• TASK INSTRUCTIONS
Find the word "outline" in the records and copy every line where it occurs.

Stored data
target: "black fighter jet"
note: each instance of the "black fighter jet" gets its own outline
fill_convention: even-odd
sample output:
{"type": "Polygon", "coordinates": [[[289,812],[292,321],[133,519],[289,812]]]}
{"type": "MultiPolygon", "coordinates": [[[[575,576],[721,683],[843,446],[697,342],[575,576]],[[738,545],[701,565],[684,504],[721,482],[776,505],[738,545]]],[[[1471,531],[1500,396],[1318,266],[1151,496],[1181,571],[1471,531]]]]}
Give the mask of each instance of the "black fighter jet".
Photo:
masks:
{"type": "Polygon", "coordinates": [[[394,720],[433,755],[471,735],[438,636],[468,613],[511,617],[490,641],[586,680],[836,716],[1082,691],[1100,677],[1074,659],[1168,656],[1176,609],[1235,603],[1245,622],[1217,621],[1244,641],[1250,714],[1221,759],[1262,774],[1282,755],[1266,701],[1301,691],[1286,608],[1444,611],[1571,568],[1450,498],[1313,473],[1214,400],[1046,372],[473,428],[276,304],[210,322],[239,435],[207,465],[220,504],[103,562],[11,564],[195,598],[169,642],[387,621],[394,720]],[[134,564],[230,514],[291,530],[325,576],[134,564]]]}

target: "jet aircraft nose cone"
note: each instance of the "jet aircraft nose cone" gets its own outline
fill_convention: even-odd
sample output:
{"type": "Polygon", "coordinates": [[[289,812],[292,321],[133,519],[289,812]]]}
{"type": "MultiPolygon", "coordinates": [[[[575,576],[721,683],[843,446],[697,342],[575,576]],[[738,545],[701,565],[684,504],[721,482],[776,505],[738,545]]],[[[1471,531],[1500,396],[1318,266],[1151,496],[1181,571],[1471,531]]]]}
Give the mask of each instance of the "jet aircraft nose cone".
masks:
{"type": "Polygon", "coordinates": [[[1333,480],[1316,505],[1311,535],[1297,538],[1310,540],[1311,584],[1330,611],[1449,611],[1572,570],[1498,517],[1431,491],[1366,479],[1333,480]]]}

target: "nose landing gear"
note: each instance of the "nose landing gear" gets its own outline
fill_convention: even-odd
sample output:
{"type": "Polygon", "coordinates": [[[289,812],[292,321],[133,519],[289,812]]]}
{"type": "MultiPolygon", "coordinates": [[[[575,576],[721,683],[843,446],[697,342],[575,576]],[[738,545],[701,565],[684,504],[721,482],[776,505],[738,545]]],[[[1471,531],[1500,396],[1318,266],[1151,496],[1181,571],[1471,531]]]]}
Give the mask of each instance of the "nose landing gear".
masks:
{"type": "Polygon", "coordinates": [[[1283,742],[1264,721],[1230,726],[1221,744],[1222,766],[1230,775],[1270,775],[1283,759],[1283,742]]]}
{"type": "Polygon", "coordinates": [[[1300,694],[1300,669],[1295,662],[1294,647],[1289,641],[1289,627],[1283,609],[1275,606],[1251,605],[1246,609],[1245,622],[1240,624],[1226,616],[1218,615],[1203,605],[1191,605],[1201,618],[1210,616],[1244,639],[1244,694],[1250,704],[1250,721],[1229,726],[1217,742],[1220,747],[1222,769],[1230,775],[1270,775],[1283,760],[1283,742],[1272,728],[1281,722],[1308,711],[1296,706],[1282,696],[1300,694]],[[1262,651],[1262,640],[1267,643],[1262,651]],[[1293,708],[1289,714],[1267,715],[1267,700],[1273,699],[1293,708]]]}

• ANSWER TO THE PROBLEM
note: each instance of the "black fighter jet" gets its own outline
note: each instance of the "jet aircraft nose cone" gets its own outline
note: each instance of the "nose landing gear" gets its own outline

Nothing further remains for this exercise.